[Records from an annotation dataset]
***

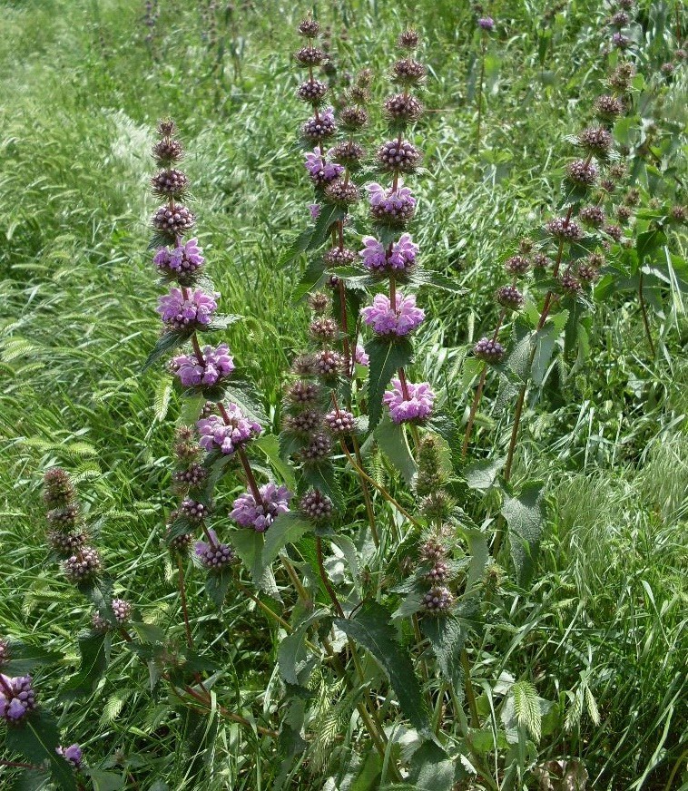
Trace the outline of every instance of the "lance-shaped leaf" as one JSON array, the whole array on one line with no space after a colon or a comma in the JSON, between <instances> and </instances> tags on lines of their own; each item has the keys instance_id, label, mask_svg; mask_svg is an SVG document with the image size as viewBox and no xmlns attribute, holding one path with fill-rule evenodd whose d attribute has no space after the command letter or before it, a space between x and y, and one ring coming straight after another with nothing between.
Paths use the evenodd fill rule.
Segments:
<instances>
[{"instance_id":1,"label":"lance-shaped leaf","mask_svg":"<svg viewBox=\"0 0 688 791\"><path fill-rule=\"evenodd\" d=\"M375 657L389 678L402 712L419 733L429 735L430 722L420 684L408 652L397 642L389 612L377 601L366 601L353 618L337 618L334 622Z\"/></svg>"},{"instance_id":2,"label":"lance-shaped leaf","mask_svg":"<svg viewBox=\"0 0 688 791\"><path fill-rule=\"evenodd\" d=\"M143 370L146 371L151 366L159 360L163 355L169 354L172 349L176 349L183 346L192 337L192 331L188 329L170 329L164 335L162 335L157 343L152 348L152 351L146 357L143 363Z\"/></svg>"},{"instance_id":3,"label":"lance-shaped leaf","mask_svg":"<svg viewBox=\"0 0 688 791\"><path fill-rule=\"evenodd\" d=\"M437 665L445 679L454 688L459 700L464 694L464 670L461 667L461 651L466 640L466 632L456 616L424 618L421 621L423 634L430 641Z\"/></svg>"},{"instance_id":4,"label":"lance-shaped leaf","mask_svg":"<svg viewBox=\"0 0 688 791\"><path fill-rule=\"evenodd\" d=\"M526 585L533 576L540 547L542 493L542 481L530 481L517 496L506 497L502 505L502 515L509 529L511 559L521 585Z\"/></svg>"},{"instance_id":5,"label":"lance-shaped leaf","mask_svg":"<svg viewBox=\"0 0 688 791\"><path fill-rule=\"evenodd\" d=\"M296 543L300 537L313 529L308 519L293 511L280 513L270 524L265 533L265 543L262 550L262 565L264 569L280 554L280 550L289 543Z\"/></svg>"},{"instance_id":6,"label":"lance-shaped leaf","mask_svg":"<svg viewBox=\"0 0 688 791\"><path fill-rule=\"evenodd\" d=\"M19 753L34 764L48 761L53 779L62 791L74 791L76 788L74 769L55 752L60 746L60 731L54 718L47 711L33 711L21 725L8 728L5 744L8 749Z\"/></svg>"},{"instance_id":7,"label":"lance-shaped leaf","mask_svg":"<svg viewBox=\"0 0 688 791\"><path fill-rule=\"evenodd\" d=\"M110 638L107 634L86 633L79 637L81 667L79 672L64 685L60 698L73 700L90 695L107 669Z\"/></svg>"},{"instance_id":8,"label":"lance-shaped leaf","mask_svg":"<svg viewBox=\"0 0 688 791\"><path fill-rule=\"evenodd\" d=\"M366 344L370 357L368 377L368 414L369 427L374 428L382 416L382 396L398 368L408 366L413 347L408 338L374 337Z\"/></svg>"},{"instance_id":9,"label":"lance-shaped leaf","mask_svg":"<svg viewBox=\"0 0 688 791\"><path fill-rule=\"evenodd\" d=\"M375 429L375 439L382 453L401 473L407 483L411 483L418 469L411 454L404 427L385 415Z\"/></svg>"}]
</instances>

***

§ Problem description
Set the data above down again exactly as given, with no pictures.

§ Task output
Trace the outline of every instance of the "lance-shaped leaf" as one JSON array, the whole array on one line with no space after a colon or a comma in the JSON, between <instances> and </instances> tags on lines of their own; each item has the keys instance_id, label, mask_svg; mask_svg is an SVG document with the image size as viewBox and no xmlns attribute, holding one path with fill-rule evenodd whose d attribute has no space after the command letter or before it, a space between x and y, and one ring coming straight after another with nothing between.
Paths use the evenodd fill rule.
Segments:
<instances>
[{"instance_id":1,"label":"lance-shaped leaf","mask_svg":"<svg viewBox=\"0 0 688 791\"><path fill-rule=\"evenodd\" d=\"M375 657L389 678L402 712L419 733L429 735L430 722L420 684L408 652L397 642L389 612L377 601L366 601L353 618L337 618L334 622Z\"/></svg>"},{"instance_id":2,"label":"lance-shaped leaf","mask_svg":"<svg viewBox=\"0 0 688 791\"><path fill-rule=\"evenodd\" d=\"M143 370L146 371L151 366L159 360L163 355L169 354L172 349L176 349L183 346L192 337L192 331L188 329L170 329L164 335L162 335L157 343L152 348L152 351L146 357L143 363Z\"/></svg>"},{"instance_id":3,"label":"lance-shaped leaf","mask_svg":"<svg viewBox=\"0 0 688 791\"><path fill-rule=\"evenodd\" d=\"M437 665L445 679L454 688L459 700L464 694L464 670L461 667L461 651L466 640L466 632L456 616L424 618L421 621L423 634L430 641Z\"/></svg>"},{"instance_id":4,"label":"lance-shaped leaf","mask_svg":"<svg viewBox=\"0 0 688 791\"><path fill-rule=\"evenodd\" d=\"M526 585L533 576L540 547L542 493L542 481L530 481L517 496L506 497L502 505L502 515L509 529L511 559L521 585Z\"/></svg>"},{"instance_id":5,"label":"lance-shaped leaf","mask_svg":"<svg viewBox=\"0 0 688 791\"><path fill-rule=\"evenodd\" d=\"M296 543L300 537L313 529L308 519L293 511L280 513L270 524L265 533L265 543L262 550L262 565L264 569L280 554L280 550L289 543Z\"/></svg>"},{"instance_id":6,"label":"lance-shaped leaf","mask_svg":"<svg viewBox=\"0 0 688 791\"><path fill-rule=\"evenodd\" d=\"M19 753L34 764L48 761L53 779L62 791L74 791L76 788L74 769L55 752L60 746L60 731L54 718L47 711L33 711L21 725L8 728L5 744L8 749Z\"/></svg>"},{"instance_id":7,"label":"lance-shaped leaf","mask_svg":"<svg viewBox=\"0 0 688 791\"><path fill-rule=\"evenodd\" d=\"M110 638L107 634L86 633L79 637L81 667L79 672L64 685L60 698L73 700L90 695L107 669Z\"/></svg>"},{"instance_id":8,"label":"lance-shaped leaf","mask_svg":"<svg viewBox=\"0 0 688 791\"><path fill-rule=\"evenodd\" d=\"M366 344L370 357L368 377L368 414L369 427L374 428L382 416L382 396L398 368L408 366L413 347L408 338L374 337Z\"/></svg>"},{"instance_id":9,"label":"lance-shaped leaf","mask_svg":"<svg viewBox=\"0 0 688 791\"><path fill-rule=\"evenodd\" d=\"M375 429L375 439L382 453L401 473L407 483L411 483L418 469L411 454L404 427L385 415Z\"/></svg>"}]
</instances>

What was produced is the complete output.